INPUT MATERIAL Block Start

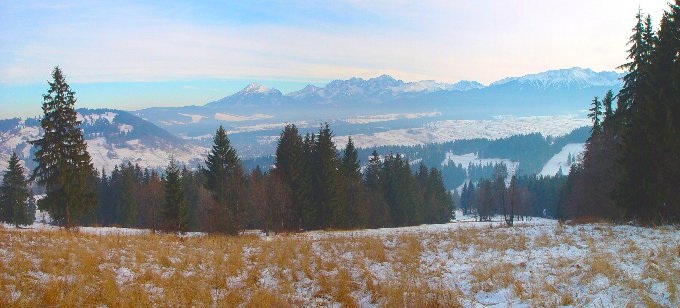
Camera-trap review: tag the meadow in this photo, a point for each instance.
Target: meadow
(536, 263)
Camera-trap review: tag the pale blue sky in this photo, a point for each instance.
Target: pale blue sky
(136, 54)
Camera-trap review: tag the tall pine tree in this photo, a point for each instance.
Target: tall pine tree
(15, 195)
(175, 206)
(64, 166)
(224, 179)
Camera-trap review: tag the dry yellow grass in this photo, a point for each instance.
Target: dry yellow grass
(448, 268)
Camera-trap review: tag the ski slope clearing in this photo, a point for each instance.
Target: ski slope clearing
(535, 263)
(561, 159)
(449, 130)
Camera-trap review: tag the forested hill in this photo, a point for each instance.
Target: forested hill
(473, 159)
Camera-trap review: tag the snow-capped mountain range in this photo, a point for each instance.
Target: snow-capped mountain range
(113, 137)
(573, 78)
(365, 108)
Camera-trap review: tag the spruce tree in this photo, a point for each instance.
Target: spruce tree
(356, 211)
(15, 195)
(607, 103)
(224, 179)
(326, 180)
(596, 115)
(64, 166)
(175, 206)
(639, 192)
(290, 167)
(379, 215)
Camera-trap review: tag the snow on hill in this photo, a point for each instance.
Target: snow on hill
(432, 86)
(573, 78)
(112, 136)
(561, 159)
(449, 130)
(390, 117)
(471, 158)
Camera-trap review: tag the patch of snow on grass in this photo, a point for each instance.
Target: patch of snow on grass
(560, 160)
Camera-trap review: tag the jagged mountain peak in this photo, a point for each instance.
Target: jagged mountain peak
(256, 88)
(574, 77)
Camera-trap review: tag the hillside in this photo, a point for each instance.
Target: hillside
(112, 136)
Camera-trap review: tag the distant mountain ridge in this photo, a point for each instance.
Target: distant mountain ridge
(573, 78)
(112, 136)
(384, 88)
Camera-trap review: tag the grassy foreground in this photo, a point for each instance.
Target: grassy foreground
(545, 264)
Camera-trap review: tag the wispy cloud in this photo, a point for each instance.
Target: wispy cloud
(311, 40)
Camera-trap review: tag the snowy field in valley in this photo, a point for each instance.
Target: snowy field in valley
(449, 130)
(561, 159)
(536, 263)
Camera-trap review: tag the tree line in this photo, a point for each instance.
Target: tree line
(631, 166)
(311, 186)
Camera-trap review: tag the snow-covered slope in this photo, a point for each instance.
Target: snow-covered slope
(561, 160)
(572, 78)
(113, 137)
(442, 131)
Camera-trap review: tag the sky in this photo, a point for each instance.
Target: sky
(137, 54)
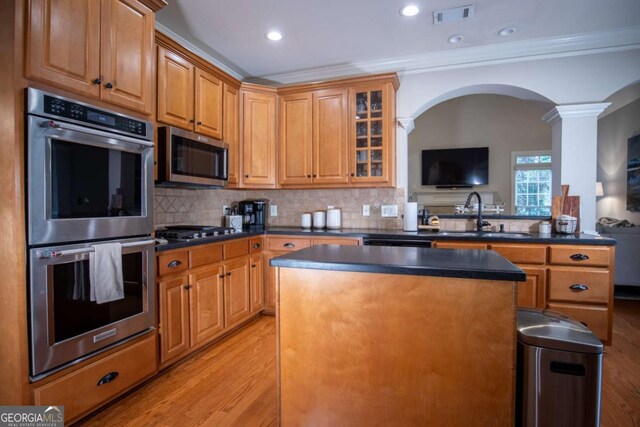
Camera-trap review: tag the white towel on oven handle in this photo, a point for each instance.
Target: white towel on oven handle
(105, 272)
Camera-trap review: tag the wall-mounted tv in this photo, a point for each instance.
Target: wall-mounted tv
(455, 167)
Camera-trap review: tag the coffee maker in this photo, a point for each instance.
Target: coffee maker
(254, 214)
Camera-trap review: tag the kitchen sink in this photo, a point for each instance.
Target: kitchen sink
(504, 234)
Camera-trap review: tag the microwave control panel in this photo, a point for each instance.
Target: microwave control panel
(82, 113)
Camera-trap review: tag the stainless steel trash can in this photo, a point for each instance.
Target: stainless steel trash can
(559, 371)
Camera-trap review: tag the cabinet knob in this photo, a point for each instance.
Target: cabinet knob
(579, 287)
(579, 257)
(108, 378)
(174, 263)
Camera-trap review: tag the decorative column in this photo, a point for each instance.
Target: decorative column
(574, 134)
(404, 128)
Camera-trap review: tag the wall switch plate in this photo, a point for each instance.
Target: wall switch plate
(389, 211)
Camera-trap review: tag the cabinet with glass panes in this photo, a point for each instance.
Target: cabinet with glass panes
(372, 137)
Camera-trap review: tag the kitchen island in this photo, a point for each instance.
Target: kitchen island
(402, 336)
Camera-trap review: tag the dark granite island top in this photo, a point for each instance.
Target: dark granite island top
(458, 263)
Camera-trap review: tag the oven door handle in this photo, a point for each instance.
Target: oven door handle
(47, 253)
(53, 125)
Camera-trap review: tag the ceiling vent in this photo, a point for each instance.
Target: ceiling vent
(453, 15)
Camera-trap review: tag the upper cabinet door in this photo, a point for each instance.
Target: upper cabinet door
(175, 89)
(127, 54)
(231, 130)
(63, 44)
(296, 166)
(259, 139)
(208, 104)
(330, 127)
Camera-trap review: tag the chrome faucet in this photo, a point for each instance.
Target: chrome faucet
(479, 222)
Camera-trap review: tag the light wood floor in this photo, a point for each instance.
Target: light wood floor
(234, 383)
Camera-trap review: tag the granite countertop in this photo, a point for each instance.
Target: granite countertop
(466, 264)
(567, 239)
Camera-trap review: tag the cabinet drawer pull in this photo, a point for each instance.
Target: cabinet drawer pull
(579, 257)
(108, 378)
(579, 287)
(174, 263)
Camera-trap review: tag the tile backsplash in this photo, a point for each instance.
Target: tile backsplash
(182, 206)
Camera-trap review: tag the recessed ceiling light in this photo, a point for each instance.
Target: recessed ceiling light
(507, 31)
(274, 35)
(409, 10)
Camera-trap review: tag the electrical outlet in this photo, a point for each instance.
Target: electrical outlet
(389, 211)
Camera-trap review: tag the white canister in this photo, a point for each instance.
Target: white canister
(334, 220)
(319, 219)
(305, 220)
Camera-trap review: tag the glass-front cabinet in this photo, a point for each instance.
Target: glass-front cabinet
(371, 136)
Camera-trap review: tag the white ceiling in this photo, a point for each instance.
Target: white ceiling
(343, 37)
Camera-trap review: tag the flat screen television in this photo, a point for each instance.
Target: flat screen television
(455, 167)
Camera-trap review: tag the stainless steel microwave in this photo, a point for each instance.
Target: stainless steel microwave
(189, 159)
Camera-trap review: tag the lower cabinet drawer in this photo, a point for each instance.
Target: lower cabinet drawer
(288, 243)
(81, 391)
(595, 318)
(579, 285)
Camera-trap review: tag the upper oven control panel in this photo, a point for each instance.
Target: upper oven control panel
(50, 105)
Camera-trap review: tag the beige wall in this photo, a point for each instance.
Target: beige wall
(502, 123)
(613, 132)
(204, 207)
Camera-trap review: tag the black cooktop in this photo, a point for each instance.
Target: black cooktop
(190, 232)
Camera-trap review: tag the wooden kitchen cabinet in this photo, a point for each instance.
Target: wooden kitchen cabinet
(231, 130)
(102, 50)
(237, 292)
(188, 96)
(573, 279)
(257, 282)
(206, 303)
(278, 245)
(313, 146)
(174, 317)
(258, 136)
(372, 134)
(205, 291)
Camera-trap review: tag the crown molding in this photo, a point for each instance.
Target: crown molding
(574, 111)
(199, 52)
(499, 53)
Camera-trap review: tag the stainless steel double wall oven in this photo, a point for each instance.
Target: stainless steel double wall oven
(89, 181)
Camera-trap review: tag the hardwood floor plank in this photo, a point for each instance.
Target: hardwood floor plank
(234, 382)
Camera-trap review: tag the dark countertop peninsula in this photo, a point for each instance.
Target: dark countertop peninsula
(556, 239)
(467, 264)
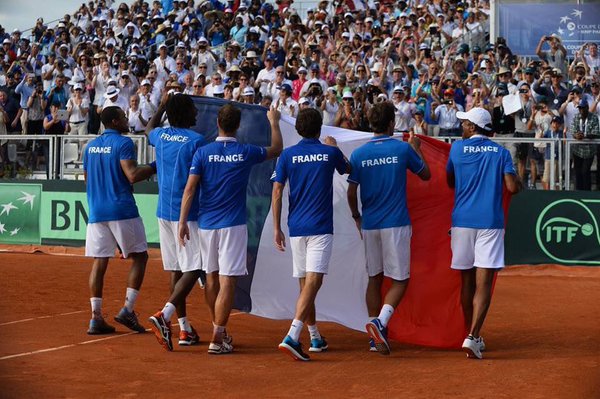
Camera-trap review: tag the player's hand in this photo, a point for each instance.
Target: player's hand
(414, 141)
(184, 234)
(279, 240)
(331, 141)
(273, 115)
(358, 222)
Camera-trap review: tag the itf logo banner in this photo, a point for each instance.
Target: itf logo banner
(20, 213)
(554, 227)
(524, 24)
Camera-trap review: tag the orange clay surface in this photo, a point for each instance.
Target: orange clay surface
(542, 334)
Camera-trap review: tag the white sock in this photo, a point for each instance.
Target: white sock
(184, 325)
(96, 307)
(295, 330)
(314, 332)
(168, 311)
(386, 314)
(130, 298)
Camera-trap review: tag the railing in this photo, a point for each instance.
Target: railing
(21, 150)
(68, 150)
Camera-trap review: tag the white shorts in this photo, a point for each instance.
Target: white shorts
(174, 256)
(224, 250)
(477, 248)
(102, 238)
(311, 254)
(388, 251)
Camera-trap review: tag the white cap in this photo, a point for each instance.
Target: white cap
(220, 89)
(111, 92)
(478, 116)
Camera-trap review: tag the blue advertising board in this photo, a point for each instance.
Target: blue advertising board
(524, 24)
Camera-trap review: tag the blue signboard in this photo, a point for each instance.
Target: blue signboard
(524, 24)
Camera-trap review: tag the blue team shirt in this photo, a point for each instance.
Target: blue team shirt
(224, 167)
(109, 193)
(309, 167)
(175, 149)
(379, 167)
(479, 166)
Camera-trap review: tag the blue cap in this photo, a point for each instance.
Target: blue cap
(583, 103)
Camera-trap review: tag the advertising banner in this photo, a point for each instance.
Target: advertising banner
(524, 24)
(554, 227)
(56, 213)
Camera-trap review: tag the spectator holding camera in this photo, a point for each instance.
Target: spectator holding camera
(445, 115)
(555, 56)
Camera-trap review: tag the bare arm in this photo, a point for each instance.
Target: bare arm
(513, 183)
(186, 205)
(415, 142)
(352, 196)
(276, 146)
(134, 172)
(276, 209)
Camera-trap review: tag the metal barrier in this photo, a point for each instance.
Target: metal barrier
(71, 156)
(554, 144)
(568, 144)
(14, 146)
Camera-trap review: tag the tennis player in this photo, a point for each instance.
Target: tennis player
(110, 168)
(309, 167)
(379, 167)
(477, 168)
(175, 147)
(222, 170)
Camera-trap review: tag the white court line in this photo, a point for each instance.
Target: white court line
(41, 317)
(66, 346)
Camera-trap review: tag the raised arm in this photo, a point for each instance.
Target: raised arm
(135, 172)
(276, 209)
(276, 146)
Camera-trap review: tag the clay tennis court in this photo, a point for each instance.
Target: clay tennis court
(542, 334)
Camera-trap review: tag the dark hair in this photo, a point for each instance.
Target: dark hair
(181, 111)
(380, 116)
(308, 123)
(108, 115)
(229, 118)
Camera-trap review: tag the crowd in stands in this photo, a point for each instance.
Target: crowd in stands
(430, 58)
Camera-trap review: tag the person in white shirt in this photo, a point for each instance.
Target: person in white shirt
(164, 63)
(284, 104)
(403, 110)
(330, 107)
(265, 76)
(137, 116)
(445, 114)
(78, 108)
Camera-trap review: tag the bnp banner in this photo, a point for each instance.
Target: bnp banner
(554, 227)
(524, 24)
(56, 213)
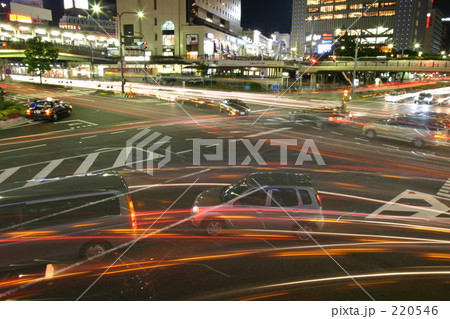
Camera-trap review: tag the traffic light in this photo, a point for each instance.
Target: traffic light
(345, 95)
(143, 45)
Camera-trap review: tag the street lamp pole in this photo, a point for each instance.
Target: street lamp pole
(121, 43)
(355, 60)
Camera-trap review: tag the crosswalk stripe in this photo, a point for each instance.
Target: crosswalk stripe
(87, 163)
(268, 132)
(7, 173)
(444, 194)
(122, 158)
(45, 171)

INPUT MATERIAL Block End

** WHAT NEEDS TO BE DONE **
Which lines run from the one holding "Camera-trap review: tag the ceiling" through the one holding "Camera-trap review: tag the lower" in the records above? Repeat them exactly, both included, and nothing more.

** OUTPUT FOR THIS EXERCISE **
Camera-trap review: tag the ceiling vent in this photo, a point for each instance.
Target: ceiling vent
(453, 15)
Camera-trap review: tag the upper cabinet door in this photo, a point for each instance.
Target: upper cabinet door
(175, 89)
(127, 54)
(231, 130)
(63, 44)
(296, 166)
(259, 139)
(208, 104)
(330, 127)
Camera-trap review: tag the chrome faucet in this photo, a point for each instance.
Target: chrome faucet
(479, 222)
Camera-trap review: tag the light wood floor in this photo, a point for each instance.
Target: light wood floor
(234, 383)
Camera-trap review: tag the granite countertop in this photo, a point for each instance.
Target: granite countertop
(466, 264)
(567, 239)
Camera-trap review: tag the cabinet drawer pull in this photo, a point for each instance.
Target: cabinet drawer pull
(579, 257)
(108, 378)
(579, 287)
(174, 263)
Camera-trap review: tag the tile backsplash in this photo, a point for each instance.
Target: tile backsplash
(182, 206)
Camera-trap review: tag the recessed ceiling light in this photo, a point for each instance.
Target: recessed ceiling light
(507, 31)
(274, 35)
(409, 10)
Camera-trap review: tag the electrical outlet in this photo, a point for each instance.
Target: electrical outlet
(389, 211)
Camera-trap review: tag the white canister in this photo, a point for each instance.
Target: white canister
(334, 220)
(319, 219)
(305, 220)
Camera-trap review: tag the glass-front cabinet in this photo, a point for each instance.
Target: glass-front cabinet
(371, 136)
Camera-trap review: tag the white ceiling in this photo, a point for each instance.
Target: white ceiling
(343, 37)
Camera-trap review: tag the flat screen television in this photo, a point for each instance.
Target: flat screen television
(455, 167)
Camera-trap review: tag the stainless steel microwave in this photo, a point for each instance.
Target: stainless steel microwave
(189, 159)
Camera-trap review: tag the lower cabinet drawer in this photo, a point for each instance.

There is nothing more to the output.